**GIVEN TEXT:**

Insilico gets milestones and single-digit royalties on future sales. Not a massive cut, but potentially lucrative if even one program becomes a blockbuster.
SK Biopharmaceuticals isn't a household name outside Korea, but it has a real claim to fame: Xcopri (cenobamate), an epilepsy drug it developed independently and commercialized in the U.S. That makes it the first Korean company to pull off that particular feat in CNS.
The problem? One drug does not a pipeline make. SK's CEO Donghoon Lee has called this deal "an important milestone in expanding our growth beyond epilepsy into new CNS therapeutic areas." Translation: they've built the commercial infrastructure for brain drugs. Now they need more brain drugs to sell through it.
Building an internal AI discovery engine from scratch would cost years and hundreds of millions. Partnering with Insilico lets SK essentially rent a world-class AI platform for the price of a modest upfront payment, while keeping the biggest economic prizes (product ownership and global rights) for itself.
SK also positioned this as the first project from its newly launched Open Innovation Center, a framework for pulling in external technology and treating it like an extension of its own R&D lab. The company has been explicit about wanting to absorb AI know-how over time: accumulating molecular design data, structure-activity relationships, and validation insights that could eventually let SK run AI-driven discovery programs on its own.
For Insilico, this is the latest in a string of headline-grabbing partnerships. Just look at the recent trajectory.
Earlier in 2026, the company landed a deal with Eli Lilly worth up to $2.75 billion, which included a much heftier $115 million upfront. The SK deal is similar in total scale but lighter on immediate cash, making it more about strategic reach than balance-sheet reinforcement.
Insilico's 2025 annual results cited $1.3 billion in newly signed agreements that year alone, with cumulative collaboration value reaching $4.6 billion before the SK deal even hit the books. The company now has 10 programs in human clinical trials and 28 preclinical candidates, all generated through its AI platform.

**ACTIVITY 1:** What dollar amounts appear in the text on the Insilico and SK Biopharmaceuticals deal?
**ACTIVITY 2:** Reproduce the part of the text on the Insilico and SK Biopharmaceuticals deal that opens with the words containing "Insilico gets milestones" and closes with "feat in CNS.".

Saved data entries
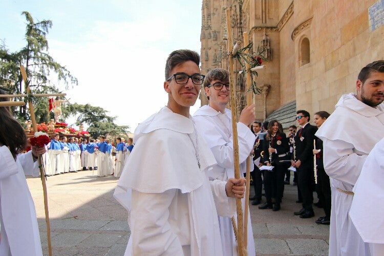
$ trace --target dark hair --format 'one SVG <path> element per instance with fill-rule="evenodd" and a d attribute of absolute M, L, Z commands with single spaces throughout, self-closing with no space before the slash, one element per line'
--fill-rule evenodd
<path fill-rule="evenodd" d="M 328 117 L 329 117 L 329 116 L 331 115 L 331 114 L 329 114 L 327 111 L 319 111 L 318 112 L 316 112 L 315 113 L 315 115 L 317 115 L 318 116 L 319 116 L 322 118 L 325 118 L 325 119 L 328 118 Z"/>
<path fill-rule="evenodd" d="M 308 117 L 308 122 L 311 120 L 311 116 L 309 115 L 309 113 L 306 110 L 298 110 L 296 111 L 296 114 L 302 114 L 305 117 Z"/>
<path fill-rule="evenodd" d="M 272 135 L 272 127 L 273 126 L 273 124 L 274 124 L 274 123 L 278 123 L 278 125 L 279 125 L 279 129 L 276 133 L 276 135 L 280 135 L 283 133 L 283 125 L 279 123 L 277 120 L 272 120 L 270 121 L 269 123 L 268 124 L 268 133 L 267 134 L 267 135 L 266 135 L 266 138 L 267 140 L 269 140 L 269 136 Z"/>
<path fill-rule="evenodd" d="M 289 126 L 289 128 L 293 128 L 295 131 L 296 131 L 297 129 L 297 127 L 296 126 L 296 125 L 292 124 L 292 125 Z"/>
<path fill-rule="evenodd" d="M 376 60 L 365 66 L 360 71 L 357 79 L 364 83 L 372 72 L 384 73 L 384 60 Z"/>
<path fill-rule="evenodd" d="M 199 67 L 200 57 L 198 53 L 190 50 L 177 50 L 171 52 L 165 62 L 165 80 L 167 80 L 172 75 L 169 72 L 174 69 L 174 68 L 188 60 L 191 60 Z"/>
<path fill-rule="evenodd" d="M 204 88 L 205 88 L 210 84 L 210 83 L 214 80 L 219 80 L 223 82 L 229 83 L 229 73 L 226 70 L 217 68 L 209 70 L 204 79 L 204 82 L 203 83 Z M 207 96 L 207 98 L 208 100 L 209 100 L 209 96 Z"/>
<path fill-rule="evenodd" d="M 0 89 L 0 94 L 6 93 Z M 8 101 L 8 98 L 0 98 L 0 101 Z M 0 143 L 9 147 L 14 159 L 25 148 L 27 139 L 24 129 L 13 117 L 10 108 L 0 106 Z"/>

**RESULT 1:** $2.75 billion, $115 million, $1.3 billion, $4.6 billion

**RESULT 2:**
Insilico gets milestones and single-digit royalties on future sales. Not a massive cut, but potentially lucrative if even one program becomes a blockbuster.
SK Biopharmaceuticals isn't a household name outside Korea, but it has a real claim to fame: Xcopri (cenobamate), an epilepsy drug it developed independently and commercialized in the U.S. That makes it the first Korean company to pull off that particular feat in CNS.